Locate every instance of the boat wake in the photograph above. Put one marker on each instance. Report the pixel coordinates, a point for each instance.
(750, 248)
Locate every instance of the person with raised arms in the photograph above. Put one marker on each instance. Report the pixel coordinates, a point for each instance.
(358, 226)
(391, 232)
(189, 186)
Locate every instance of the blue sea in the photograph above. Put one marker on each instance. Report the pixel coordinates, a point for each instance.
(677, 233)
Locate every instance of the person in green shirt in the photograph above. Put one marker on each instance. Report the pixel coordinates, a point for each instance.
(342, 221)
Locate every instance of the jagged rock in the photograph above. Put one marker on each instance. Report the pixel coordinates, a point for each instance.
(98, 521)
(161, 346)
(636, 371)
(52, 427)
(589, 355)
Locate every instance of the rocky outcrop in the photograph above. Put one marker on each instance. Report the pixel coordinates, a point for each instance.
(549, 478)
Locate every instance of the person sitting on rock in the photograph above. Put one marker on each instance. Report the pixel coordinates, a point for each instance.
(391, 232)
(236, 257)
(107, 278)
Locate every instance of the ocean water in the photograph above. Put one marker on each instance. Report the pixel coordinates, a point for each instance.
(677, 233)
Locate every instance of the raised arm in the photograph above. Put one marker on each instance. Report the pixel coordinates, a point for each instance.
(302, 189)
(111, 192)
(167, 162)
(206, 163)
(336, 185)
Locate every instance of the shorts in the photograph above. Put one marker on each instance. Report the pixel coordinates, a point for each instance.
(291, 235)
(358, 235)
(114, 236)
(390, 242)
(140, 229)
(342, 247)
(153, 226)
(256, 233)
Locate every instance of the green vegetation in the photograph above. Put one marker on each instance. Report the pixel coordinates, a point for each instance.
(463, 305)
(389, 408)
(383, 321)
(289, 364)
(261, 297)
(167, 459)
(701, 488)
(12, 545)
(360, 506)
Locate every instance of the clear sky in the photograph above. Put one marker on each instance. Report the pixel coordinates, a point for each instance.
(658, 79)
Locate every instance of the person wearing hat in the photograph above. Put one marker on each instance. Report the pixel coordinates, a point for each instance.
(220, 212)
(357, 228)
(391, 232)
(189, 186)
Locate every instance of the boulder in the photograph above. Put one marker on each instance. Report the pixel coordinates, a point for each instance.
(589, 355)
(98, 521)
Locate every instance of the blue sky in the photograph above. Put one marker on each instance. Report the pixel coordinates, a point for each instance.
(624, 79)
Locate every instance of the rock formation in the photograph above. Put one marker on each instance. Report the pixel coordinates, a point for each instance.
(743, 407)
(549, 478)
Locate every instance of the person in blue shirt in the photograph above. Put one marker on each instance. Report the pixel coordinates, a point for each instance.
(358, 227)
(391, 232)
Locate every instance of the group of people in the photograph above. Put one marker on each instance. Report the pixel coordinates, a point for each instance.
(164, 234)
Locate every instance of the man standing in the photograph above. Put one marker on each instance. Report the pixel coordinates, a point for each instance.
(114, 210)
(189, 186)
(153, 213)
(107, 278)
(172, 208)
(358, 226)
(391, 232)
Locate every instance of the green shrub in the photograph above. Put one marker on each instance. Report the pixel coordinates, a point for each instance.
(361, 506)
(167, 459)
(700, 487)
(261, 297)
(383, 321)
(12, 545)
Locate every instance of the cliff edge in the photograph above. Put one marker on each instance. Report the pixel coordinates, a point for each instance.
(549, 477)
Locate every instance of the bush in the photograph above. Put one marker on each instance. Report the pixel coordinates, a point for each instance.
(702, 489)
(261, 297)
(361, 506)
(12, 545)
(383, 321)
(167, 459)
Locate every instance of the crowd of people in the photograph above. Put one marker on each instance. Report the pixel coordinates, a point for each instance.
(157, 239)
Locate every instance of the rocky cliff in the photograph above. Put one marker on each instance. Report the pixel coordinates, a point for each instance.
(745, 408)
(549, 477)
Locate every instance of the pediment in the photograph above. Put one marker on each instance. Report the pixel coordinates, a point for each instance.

# Given instruction
Change every "marker" in the records above to "pin", and reproduce all the records with everything else left as it stands.

# Result for this task
Locate every instance of the boat wake in the photograph above. Put one pin on each instance. Report the pixel coordinates, a point for each instance.
(750, 248)
Locate every instance of the person with raised arms in the photograph above. Put one pin on each instance. Report the pixel coordinates, a point for each instance.
(358, 226)
(391, 232)
(189, 186)
Locate every instance of the blue sea in the photograph above. Put one pin on each instance. Report the pixel coordinates, a point for each instance.
(677, 233)
Locate every instance of the person in green shirt in the photograph above. Put one pin on each instance. Report the pixel coordinates, a point for each instance.
(342, 221)
Locate every instance of the jagged rock in the photograph above. Put one pin on each instance. Report the pixel coordinates, a point for each instance.
(98, 521)
(161, 346)
(636, 371)
(52, 427)
(589, 355)
Locate every instance of the rocky outcrop in the photograph above. Put one pin on each instance. Report the pixel coordinates, a point for each instance.
(549, 478)
Locate every instance of the person sitting on rock in the photograph above. Put one pin on each instance. Report the pixel coordinates, a point for each instance.
(391, 232)
(236, 257)
(107, 278)
Locate every instance of the ocean water in the photograph above. Put one pin on each instance. Report the pixel coordinates, a point for each instance.
(677, 233)
Locate every instance of the raised arm in the photograph above. Put one pin on each instance. Report the pixel coordinates, a point for each instance.
(302, 189)
(111, 192)
(167, 162)
(206, 163)
(336, 185)
Locate every instance of the shorts in the photograph above. Put one pin on each instance. Report the pixel coordinates, a point for each instance.
(291, 235)
(358, 235)
(114, 236)
(390, 242)
(140, 229)
(342, 247)
(153, 226)
(256, 233)
Locate every instance of the green vegetation in the photograph above. Put one pin on each instance. Report the pixel coordinates, a point for each instance.
(463, 305)
(389, 408)
(383, 321)
(289, 364)
(261, 297)
(167, 459)
(701, 488)
(12, 545)
(360, 506)
Locate every instance of the clear sky in the photograph above. Put one pin on each instance. Report the pixel coordinates, a point for each instance.
(658, 79)
Locate every instance of the person wearing hat in the photograph above. Put one pin on each instance. Report the pixel coordinates, a point for each instance.
(220, 212)
(357, 228)
(391, 232)
(189, 186)
Locate every instance of the boulder in the photograph above. Put one pin on each instance. Report the pixel coordinates, a point for each instance.
(589, 355)
(98, 521)
Locate every instance of the blue sky in the photograph above. Put one pin on each instance. Report the pixel coordinates, a point for each instance.
(624, 79)
Locate every instance of the rock formation in the photograph above. Put one pin on each instance. Report the pixel coordinates, a point for each instance.
(743, 407)
(549, 478)
Locate every instance of the person in blue shirt in the photograph above. Put one pin on each instance. Report the pixel coordinates, a point for each instance.
(358, 227)
(391, 232)
Locate every instance of the group of people in the photograph above. Put one pin on each instance. Report the pixel coordinates, a point for each instance.
(164, 234)
Locate every instance of the man standing in the photograph above. Put one pin on each instance. Report the pixel coordinates, a point for each instance.
(114, 210)
(189, 186)
(153, 213)
(107, 278)
(172, 208)
(358, 226)
(391, 232)
Locate every instance of the green shrub in the photograph above. Put one pin on each instance. Report the pixel coordinates, a point for each instance.
(361, 506)
(167, 459)
(700, 487)
(261, 297)
(383, 321)
(12, 545)
Locate every instance of the cliff edge in the photograph above. Put one pin on each instance. Report the pixel coordinates, a point for each instance.
(549, 477)
Locate every instance of the bush in the photograph above. Put one pin on each instance. Report the pixel coordinates, a point for each instance.
(702, 489)
(261, 297)
(361, 506)
(12, 545)
(383, 321)
(167, 459)
Locate every instance of the crowd of people in the photograph above. Put one pin on each instance. Report the pixel coordinates, a point for each instance.
(157, 239)
Locate every instance of the rocky cliff in the photograph above. Put one pin on each instance. Report the pixel coordinates, a point for each instance.
(745, 408)
(549, 477)
Locate every instance of the pediment in the photograph above. Put one pin on each instance. Report the pixel coordinates, a point for each instance.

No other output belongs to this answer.